--- START ---
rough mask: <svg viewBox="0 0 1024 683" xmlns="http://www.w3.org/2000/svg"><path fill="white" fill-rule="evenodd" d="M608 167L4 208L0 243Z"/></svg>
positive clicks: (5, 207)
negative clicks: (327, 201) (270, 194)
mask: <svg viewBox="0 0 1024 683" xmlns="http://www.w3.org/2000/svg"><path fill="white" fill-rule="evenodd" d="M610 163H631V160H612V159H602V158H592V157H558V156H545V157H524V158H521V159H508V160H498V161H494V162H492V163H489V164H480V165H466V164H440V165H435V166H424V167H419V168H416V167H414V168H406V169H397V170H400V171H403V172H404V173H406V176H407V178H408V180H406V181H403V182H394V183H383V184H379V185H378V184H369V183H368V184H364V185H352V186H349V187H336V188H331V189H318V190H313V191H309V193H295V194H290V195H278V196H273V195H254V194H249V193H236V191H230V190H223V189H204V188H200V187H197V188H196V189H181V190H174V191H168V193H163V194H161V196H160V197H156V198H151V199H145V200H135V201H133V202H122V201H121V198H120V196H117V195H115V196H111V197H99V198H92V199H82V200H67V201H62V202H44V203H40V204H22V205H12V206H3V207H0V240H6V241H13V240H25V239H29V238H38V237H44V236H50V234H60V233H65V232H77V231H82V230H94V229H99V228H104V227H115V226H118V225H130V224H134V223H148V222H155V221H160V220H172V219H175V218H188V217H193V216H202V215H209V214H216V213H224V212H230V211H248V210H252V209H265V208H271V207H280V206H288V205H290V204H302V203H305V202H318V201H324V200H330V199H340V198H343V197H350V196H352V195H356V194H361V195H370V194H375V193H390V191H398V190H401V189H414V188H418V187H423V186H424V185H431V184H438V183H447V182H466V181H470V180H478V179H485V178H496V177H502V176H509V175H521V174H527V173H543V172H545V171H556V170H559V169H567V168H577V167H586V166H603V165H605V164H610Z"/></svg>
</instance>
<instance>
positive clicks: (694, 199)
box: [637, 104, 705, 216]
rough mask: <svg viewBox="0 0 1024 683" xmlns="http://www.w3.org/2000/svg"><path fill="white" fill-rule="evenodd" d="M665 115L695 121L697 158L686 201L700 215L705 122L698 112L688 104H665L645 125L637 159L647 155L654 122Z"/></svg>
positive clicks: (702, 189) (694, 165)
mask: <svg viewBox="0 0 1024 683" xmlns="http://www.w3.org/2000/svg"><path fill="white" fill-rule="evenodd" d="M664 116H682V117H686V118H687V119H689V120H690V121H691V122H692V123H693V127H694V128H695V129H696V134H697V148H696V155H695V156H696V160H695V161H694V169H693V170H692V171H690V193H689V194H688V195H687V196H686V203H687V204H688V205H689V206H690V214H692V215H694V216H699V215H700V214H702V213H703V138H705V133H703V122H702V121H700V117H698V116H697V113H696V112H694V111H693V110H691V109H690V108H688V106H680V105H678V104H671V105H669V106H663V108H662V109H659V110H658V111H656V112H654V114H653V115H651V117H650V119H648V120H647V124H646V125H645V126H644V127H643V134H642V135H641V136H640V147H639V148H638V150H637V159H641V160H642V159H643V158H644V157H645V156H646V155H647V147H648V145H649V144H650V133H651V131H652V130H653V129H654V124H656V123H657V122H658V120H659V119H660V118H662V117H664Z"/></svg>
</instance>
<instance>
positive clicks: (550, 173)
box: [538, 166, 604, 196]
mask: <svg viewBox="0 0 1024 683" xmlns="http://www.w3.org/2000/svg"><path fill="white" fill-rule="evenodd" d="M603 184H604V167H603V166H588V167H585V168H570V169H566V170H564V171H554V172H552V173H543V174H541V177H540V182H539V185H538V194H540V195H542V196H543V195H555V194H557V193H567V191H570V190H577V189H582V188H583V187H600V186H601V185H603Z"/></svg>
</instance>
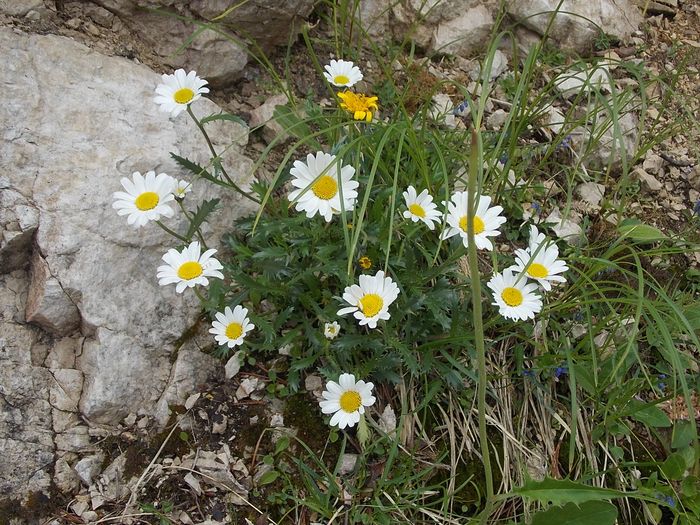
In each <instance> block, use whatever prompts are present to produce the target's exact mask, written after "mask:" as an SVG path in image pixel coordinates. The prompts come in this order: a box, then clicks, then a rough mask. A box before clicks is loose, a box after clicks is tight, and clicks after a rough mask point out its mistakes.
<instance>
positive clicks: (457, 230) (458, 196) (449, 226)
mask: <svg viewBox="0 0 700 525" xmlns="http://www.w3.org/2000/svg"><path fill="white" fill-rule="evenodd" d="M490 204H491V197H489V196H487V195H481V196H480V197H479V200H478V204H477V205H476V211H475V213H474V215H473V217H472V219H471V223H472V224H473V226H474V243H475V244H476V247H477V248H478V249H480V250H493V243H492V242H491V239H489V237H497V236H498V235H500V234H501V232H500V230H499V228H500V227H501V226H502V225H503V224H505V222H506V218H505V217H503V216H502V215H501V212H502V211H503V208H502V207H501V206H491V207H489V206H490ZM467 206H468V193H467V192H466V191H458V192H455V193H454V194H453V195H452V198H451V199H450V202H448V203H447V226H448V227H447V228H446V229H445V231H444V232H443V233H442V235H441V238H442V239H449V238H450V237H452V236H454V235H459V236H460V238H461V239H462V243H463V244H464V247H465V248H466V247H468V245H469V235H468V233H467V226H468V212H467Z"/></svg>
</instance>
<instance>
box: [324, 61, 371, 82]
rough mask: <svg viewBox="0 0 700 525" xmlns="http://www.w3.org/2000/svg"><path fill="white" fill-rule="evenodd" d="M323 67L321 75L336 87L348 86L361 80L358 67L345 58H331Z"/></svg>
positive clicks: (361, 78)
mask: <svg viewBox="0 0 700 525" xmlns="http://www.w3.org/2000/svg"><path fill="white" fill-rule="evenodd" d="M324 69H325V72H324V73H323V76H324V77H326V80H327V81H328V82H330V83H331V84H333V85H334V86H336V87H345V88H349V87H352V86H354V85H355V84H357V83H358V82H359V81H360V80H362V72H361V71H360V68H359V67H357V66H356V65H355V64H353V63H352V62H350V61H347V60H331V62H330V64H328V65H326V66H324Z"/></svg>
--- END ---
◆ ACTION ITEM ◆
Rewrite all of the entries above with "positive clicks" changed to "foreground clicks" wherever it appears, and leave everything else as it is. Do not include the pictures.

◆ EXERCISE RESULT ◆
rough mask: <svg viewBox="0 0 1024 683" xmlns="http://www.w3.org/2000/svg"><path fill="white" fill-rule="evenodd" d="M608 167L4 208L0 243Z"/></svg>
foreground clicks: (5, 207)
negative clicks: (327, 201) (270, 194)
mask: <svg viewBox="0 0 1024 683" xmlns="http://www.w3.org/2000/svg"><path fill="white" fill-rule="evenodd" d="M610 163H631V160H612V159H602V158H592V157H558V156H545V157H524V158H521V159H508V160H498V161H494V162H492V163H489V164H480V165H466V164H440V165H435V166H424V167H419V168H416V167H414V168H406V169H397V170H400V171H403V172H404V173H406V176H407V178H408V180H406V181H403V182H394V183H383V184H379V185H378V184H369V183H368V184H364V185H352V186H349V187H336V188H331V189H318V190H313V191H309V193H295V194H290V195H278V196H273V195H254V194H249V193H236V191H230V190H223V189H204V188H200V187H197V188H196V189H181V190H174V191H168V193H163V194H161V196H160V197H156V198H151V199H145V200H135V201H133V202H122V201H121V198H120V196H117V195H115V196H111V197H99V198H92V199H82V200H67V201H62V202H44V203H40V204H22V205H12V206H3V207H0V240H6V241H13V240H25V239H29V238H38V237H44V236H50V234H60V233H65V232H77V231H82V230H94V229H99V228H104V227H115V226H118V225H130V224H134V223H148V222H155V221H160V220H172V219H175V218H188V217H193V216H202V215H209V214H216V213H224V212H230V211H248V210H252V209H265V208H271V207H280V206H288V205H290V204H302V203H305V202H318V201H324V200H330V199H340V198H343V197H350V196H352V195H356V194H361V195H370V194H375V193H390V191H398V190H401V189H414V188H418V187H423V186H424V185H431V184H438V183H447V182H466V181H470V180H478V179H485V178H496V177H502V176H509V175H521V174H527V173H543V172H545V171H556V170H559V169H567V168H577V167H586V166H603V165H605V164H610Z"/></svg>
</instance>
<instance>
foreground clicks: (694, 199)
box: [637, 104, 705, 216]
rough mask: <svg viewBox="0 0 1024 683" xmlns="http://www.w3.org/2000/svg"><path fill="white" fill-rule="evenodd" d="M665 115L695 121L697 158L686 201L700 215L705 122L698 112L688 104H665L645 125L637 159L647 155L654 122Z"/></svg>
foreground clicks: (702, 189) (694, 165)
mask: <svg viewBox="0 0 1024 683" xmlns="http://www.w3.org/2000/svg"><path fill="white" fill-rule="evenodd" d="M664 116H682V117H686V118H687V119H689V120H690V121H691V122H692V123H693V127H694V128H695V129H696V134H697V148H696V155H695V156H696V160H695V161H694V169H693V170H692V171H690V193H689V194H688V195H687V196H686V203H687V204H688V205H689V206H690V214H692V215H694V216H699V215H700V214H702V213H703V138H705V133H703V122H702V121H700V117H698V116H697V113H696V112H694V111H693V110H691V109H690V108H688V106H680V105H678V104H671V105H669V106H663V108H662V109H659V110H658V111H656V112H654V114H653V115H651V117H650V119H648V120H647V124H646V125H645V126H644V127H643V134H642V135H641V136H640V147H639V148H638V150H637V159H641V160H642V159H643V158H644V157H645V156H646V155H647V147H648V145H649V144H650V133H651V131H652V130H653V129H654V124H656V123H657V122H658V120H659V119H660V118H662V117H664Z"/></svg>
</instance>
<instance>
foreground clicks: (550, 173)
box: [538, 166, 604, 196]
mask: <svg viewBox="0 0 1024 683" xmlns="http://www.w3.org/2000/svg"><path fill="white" fill-rule="evenodd" d="M603 184H604V167H603V166H588V167H585V168H570V169H566V170H564V171H554V172H552V173H543V174H541V177H540V182H539V185H538V194H540V195H542V196H543V195H555V194H557V193H567V191H570V190H577V189H582V188H583V187H600V186H601V185H603Z"/></svg>
</instance>
In each <instance> block, use whatever prompts are present to produce the target's exact mask, written after "mask:" as an SVG path in image pixel coordinates. The prompts come in this order: a box, then clicks, then a rough mask. A box before clicks is loose, a box after clicks is tight, and clicks after a rough mask point out its mistakes.
<instance>
foreground clicks: (457, 230) (458, 196) (449, 226)
mask: <svg viewBox="0 0 700 525" xmlns="http://www.w3.org/2000/svg"><path fill="white" fill-rule="evenodd" d="M490 204H491V197H489V196H487V195H481V196H480V197H479V200H478V204H477V205H476V211H475V213H474V215H473V217H472V219H471V223H472V224H473V226H474V243H475V244H476V247H477V248H478V249H480V250H493V243H492V242H491V239H489V237H497V236H498V235H500V234H501V232H500V230H499V228H500V227H501V226H502V225H503V224H505V222H506V218H505V217H503V216H502V215H501V212H502V211H503V208H502V207H501V206H491V207H489V206H490ZM467 206H468V193H467V192H466V191H458V192H455V193H454V194H453V195H452V198H451V199H450V202H448V203H447V226H448V227H447V228H446V229H445V231H444V232H443V233H442V235H441V238H442V239H449V238H450V237H452V236H454V235H459V236H460V238H461V239H462V243H463V244H464V247H465V248H466V247H468V245H469V235H468V233H467V226H468V212H467Z"/></svg>
</instance>
<instance>
box: [324, 61, 371, 82]
rough mask: <svg viewBox="0 0 700 525" xmlns="http://www.w3.org/2000/svg"><path fill="white" fill-rule="evenodd" d="M323 67L321 75L336 87L348 86L361 80L358 67L345 58H331Z"/></svg>
foreground clicks: (361, 78)
mask: <svg viewBox="0 0 700 525" xmlns="http://www.w3.org/2000/svg"><path fill="white" fill-rule="evenodd" d="M324 69H325V72H324V73H323V76H324V77H326V80H327V81H328V82H330V83H331V84H333V85H334V86H336V87H345V88H349V87H352V86H354V85H355V84H357V83H358V82H359V81H360V80H362V72H361V71H360V68H359V67H357V66H356V65H355V64H353V63H352V62H350V61H347V60H331V62H330V64H328V65H326V66H324Z"/></svg>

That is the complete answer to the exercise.